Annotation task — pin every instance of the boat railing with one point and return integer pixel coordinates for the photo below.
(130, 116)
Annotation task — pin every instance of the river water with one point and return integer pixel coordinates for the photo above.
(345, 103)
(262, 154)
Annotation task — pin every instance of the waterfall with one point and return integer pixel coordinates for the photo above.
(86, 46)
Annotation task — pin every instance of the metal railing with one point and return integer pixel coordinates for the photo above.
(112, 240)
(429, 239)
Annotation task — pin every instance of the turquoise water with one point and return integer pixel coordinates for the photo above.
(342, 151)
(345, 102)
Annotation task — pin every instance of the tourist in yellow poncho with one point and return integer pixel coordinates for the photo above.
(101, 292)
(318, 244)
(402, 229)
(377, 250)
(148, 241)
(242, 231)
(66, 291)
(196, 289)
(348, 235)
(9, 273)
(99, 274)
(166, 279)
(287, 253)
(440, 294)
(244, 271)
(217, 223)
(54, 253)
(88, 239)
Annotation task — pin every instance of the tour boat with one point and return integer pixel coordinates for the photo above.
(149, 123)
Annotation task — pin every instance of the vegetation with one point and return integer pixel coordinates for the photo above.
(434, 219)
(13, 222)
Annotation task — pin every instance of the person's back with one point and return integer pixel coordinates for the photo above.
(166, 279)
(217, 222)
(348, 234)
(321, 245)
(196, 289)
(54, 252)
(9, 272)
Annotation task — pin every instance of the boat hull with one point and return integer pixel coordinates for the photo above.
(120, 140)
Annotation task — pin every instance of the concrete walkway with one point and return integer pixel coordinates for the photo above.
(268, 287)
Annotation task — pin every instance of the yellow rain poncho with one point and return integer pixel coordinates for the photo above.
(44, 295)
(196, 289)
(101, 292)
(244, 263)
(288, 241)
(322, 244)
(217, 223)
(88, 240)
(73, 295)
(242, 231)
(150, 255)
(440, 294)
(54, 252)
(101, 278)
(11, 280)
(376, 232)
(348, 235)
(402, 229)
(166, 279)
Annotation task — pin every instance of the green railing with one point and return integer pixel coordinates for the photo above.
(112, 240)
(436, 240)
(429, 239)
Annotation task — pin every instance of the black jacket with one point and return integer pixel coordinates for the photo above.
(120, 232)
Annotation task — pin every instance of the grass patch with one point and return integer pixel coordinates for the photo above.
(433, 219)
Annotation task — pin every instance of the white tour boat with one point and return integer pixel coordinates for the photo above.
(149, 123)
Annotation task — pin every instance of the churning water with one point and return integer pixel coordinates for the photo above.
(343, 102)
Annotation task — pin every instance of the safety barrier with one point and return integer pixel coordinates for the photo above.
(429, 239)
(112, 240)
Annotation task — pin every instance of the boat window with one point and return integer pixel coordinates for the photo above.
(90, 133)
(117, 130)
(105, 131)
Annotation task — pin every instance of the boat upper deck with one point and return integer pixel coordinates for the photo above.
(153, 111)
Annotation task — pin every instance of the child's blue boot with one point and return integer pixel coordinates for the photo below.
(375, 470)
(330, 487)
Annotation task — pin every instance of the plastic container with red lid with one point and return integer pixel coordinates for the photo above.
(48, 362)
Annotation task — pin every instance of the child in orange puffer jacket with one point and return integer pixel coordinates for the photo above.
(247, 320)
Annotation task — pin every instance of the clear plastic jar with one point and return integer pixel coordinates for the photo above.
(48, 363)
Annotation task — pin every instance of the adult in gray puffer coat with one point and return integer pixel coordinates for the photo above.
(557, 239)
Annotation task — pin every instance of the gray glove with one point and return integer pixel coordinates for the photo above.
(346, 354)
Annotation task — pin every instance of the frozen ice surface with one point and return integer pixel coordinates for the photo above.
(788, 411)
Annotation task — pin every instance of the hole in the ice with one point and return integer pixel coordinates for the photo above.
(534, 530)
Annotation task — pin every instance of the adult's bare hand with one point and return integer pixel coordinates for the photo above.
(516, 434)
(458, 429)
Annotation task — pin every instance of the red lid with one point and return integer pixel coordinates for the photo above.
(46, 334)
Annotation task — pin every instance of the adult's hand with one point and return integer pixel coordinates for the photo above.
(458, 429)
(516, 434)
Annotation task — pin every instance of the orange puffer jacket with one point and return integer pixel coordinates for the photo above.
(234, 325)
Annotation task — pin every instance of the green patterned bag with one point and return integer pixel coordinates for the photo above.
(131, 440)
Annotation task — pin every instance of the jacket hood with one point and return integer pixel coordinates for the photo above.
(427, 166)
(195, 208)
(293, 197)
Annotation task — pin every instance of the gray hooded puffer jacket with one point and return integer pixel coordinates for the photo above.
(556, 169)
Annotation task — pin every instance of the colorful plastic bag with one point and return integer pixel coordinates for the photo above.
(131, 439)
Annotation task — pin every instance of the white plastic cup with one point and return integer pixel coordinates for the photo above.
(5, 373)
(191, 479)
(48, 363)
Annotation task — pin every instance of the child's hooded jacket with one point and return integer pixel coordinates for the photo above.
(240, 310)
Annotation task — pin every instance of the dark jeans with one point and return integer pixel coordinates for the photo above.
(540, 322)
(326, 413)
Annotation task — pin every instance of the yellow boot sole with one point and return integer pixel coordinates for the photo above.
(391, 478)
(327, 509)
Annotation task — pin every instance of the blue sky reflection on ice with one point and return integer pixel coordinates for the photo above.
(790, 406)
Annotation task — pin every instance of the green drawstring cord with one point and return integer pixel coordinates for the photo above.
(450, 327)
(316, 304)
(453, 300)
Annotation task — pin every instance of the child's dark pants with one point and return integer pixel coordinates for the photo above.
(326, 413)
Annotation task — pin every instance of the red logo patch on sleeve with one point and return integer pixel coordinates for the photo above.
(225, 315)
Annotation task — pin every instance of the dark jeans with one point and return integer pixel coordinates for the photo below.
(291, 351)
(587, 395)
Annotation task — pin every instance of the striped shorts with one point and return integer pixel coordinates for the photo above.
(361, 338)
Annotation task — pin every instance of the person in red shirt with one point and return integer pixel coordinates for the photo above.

_ _ _ _ _

### DIRECTIONS
Return every line of the material exactly.

### RESPONSE
Annotation task — pin every instance of the boat railing with one point and return integer pixel coordinates for the photo below.
(130, 116)
Annotation task — pin every instance of the river water with one point and return integer pixel coordinates for the photo above.
(345, 103)
(262, 154)
Annotation task — pin every instance of the waterfall with one point and return integer pixel coordinates for the photo above.
(86, 46)
Annotation task — pin every instance of the metal railing with one point and return integer pixel coordinates for the photo above.
(112, 240)
(429, 239)
Annotation task — pin every instance of the turquoise water with one point and return integer pixel coordinates for the photo above.
(342, 151)
(345, 102)
Annotation task — pin every instance of the tourist in yellow poncho with one point and return integer pixel coordinates for the photo above.
(101, 292)
(318, 244)
(402, 229)
(377, 250)
(148, 241)
(242, 231)
(66, 291)
(196, 289)
(348, 235)
(9, 273)
(99, 274)
(166, 279)
(287, 253)
(440, 294)
(244, 271)
(217, 223)
(54, 253)
(88, 239)
Annotation task — pin every instance of the tour boat with one point and return integer pixel coordinates for the photo above.
(149, 123)
Annotation task — pin every instance of the vegetation with one point and return integer pixel coordinates for the photo above.
(434, 219)
(13, 222)
Annotation task — pin every instance of the person's back with one point and return integer pixel coordinates for the photo above.
(166, 279)
(217, 222)
(348, 234)
(321, 245)
(196, 289)
(54, 252)
(9, 272)
Annotation task — pin every instance of the boat hull with one point and return integer pixel coordinates for the photo above.
(120, 140)
Annotation task — pin every instance of the concrete walkway with one point and return integer pixel coordinates for the photo above.
(268, 287)
Annotation task — pin every instance of the yellow rain poncho with one point and return integer pixel coordinates for the photo above.
(44, 295)
(196, 289)
(101, 292)
(244, 263)
(288, 241)
(322, 244)
(217, 223)
(88, 240)
(73, 295)
(242, 231)
(150, 255)
(440, 294)
(54, 252)
(101, 278)
(11, 280)
(376, 232)
(348, 235)
(402, 229)
(166, 279)
Annotation task — pin every instance of the green railing with one point and return integer pixel coordinates for the photo above.
(112, 240)
(436, 240)
(429, 239)
Annotation task — pin every instance of the black jacket with one point and return integer pixel coordinates for the photo above.
(120, 232)
Annotation task — pin every instance of the grass patch with one point and return integer pixel coordinates for the photo above.
(433, 219)
Annotation task — pin every instance of the white tour boat with one point and return integer pixel coordinates for the photo above.
(149, 123)
Annotation task — pin every instance of the churning water with one point and return integer pixel coordinates for the photo above.
(343, 102)
Annotation task — pin every instance of the safety barrier with one point and return integer pixel coordinates for the photo above.
(429, 239)
(112, 240)
Annotation task — pin every instance of the boat window with one point and return integer pixel coordinates for the photo above.
(90, 133)
(117, 130)
(105, 131)
Annotation task — pin every instance of the boat upper deck with one point and return integer pixel coordinates for the photo above.
(153, 111)
Annotation task — pin every instance of the child's blue boot with one point and return integer pixel coordinates for the photo below.
(375, 470)
(330, 487)
Annotation task — pin every instance of the plastic container with red lid with one point and return integer pixel coordinates for the photo above.
(48, 362)
Annotation task — pin every instance of the child in orange puffer jacket with one point and return integer pixel coordinates for the photo above.
(247, 320)
Annotation task — pin every instance of the clear plastic jar with one point and return integer pixel coordinates for the photo above.
(48, 363)
Annotation task — pin every instance of the adult in gray puffer coat with one point and return integer pixel coordinates for the photo above.
(557, 239)
Annotation task — pin every instance of the gray glove with one point and return integer pixel coordinates for the photo above.
(346, 354)
Annotation task — pin every instance of the frozen ice surface with one point and return integer pixel coordinates for the photo above.
(788, 411)
Annotation task — pin every instance of the hole in the ice with one point and return integer pixel coordinates for the photo above.
(534, 530)
Annotation task — pin every instance of the adult's bare hand with one point and return integer pixel coordinates for the photo above.
(516, 434)
(458, 429)
Annotation task — pin every instance of the red lid with one point and return integer pixel coordinates for the photo above.
(46, 334)
Annotation task — pin every instance of the adult's hand with one point and return integer pixel coordinates for the photo above.
(458, 429)
(516, 434)
Annotation task — pin every instance of the orange puffer jacket with one point and return integer pixel coordinates for the photo above.
(234, 325)
Annotation task — pin every instance of the green patterned bag with one point and return integer pixel coordinates for the photo above.
(131, 440)
Annotation task — pin every instance of the jacket hood with one point and return integer pixel coordinates for the photo above.
(427, 166)
(195, 208)
(293, 197)
Annotation task — pin every instance of the gray hooded puffer jacket with one point and return integer pixel coordinates for the photo above.
(556, 169)
Annotation task — pin every instance of the colorful plastic bag with one point and return integer pixel coordinates for the photo above.
(131, 439)
Annotation task — pin every instance of the white plastic cup with one point and return integer pixel coordinates for the photo above.
(5, 373)
(191, 479)
(48, 363)
Annotation task — pin every instance of the child's hooded jacket with one point and return integer pixel coordinates for the photo above.
(240, 310)
Annotation task — pin every instance of the dark jeans with one point and return integer pixel coordinates for the photo above.
(540, 322)
(326, 413)
Annotation task — pin every instance of the yellow boot sole with one point and return integer pixel coordinates for the photo above.
(391, 478)
(327, 509)
Annotation task — pin every instance of the blue sky reflection on ice with one point and return integer pixel coordinates for the photo above.
(790, 406)
Annotation task — pin every instance of the green drawstring cord with one point and return integer pixel coordinates for the photo above.
(450, 327)
(316, 304)
(453, 300)
Annotation task — pin every instance of the child's dark pants with one point and return integer pixel coordinates for the photo above.
(326, 413)
Annotation task — pin every instance of the red logo patch on sleeve with one point and return integer pixel coordinates for the photo above.
(225, 315)
Annotation task — pin every instance of the dark jeans with one point and return integer pixel coordinates for the photo below.
(291, 351)
(587, 395)
Annotation task — pin every instance of the striped shorts with one point and return integer pixel coordinates for the photo above.
(361, 338)
Annotation task — pin every instance of the person in red shirt with one point and return integer pixel coordinates for the photo above.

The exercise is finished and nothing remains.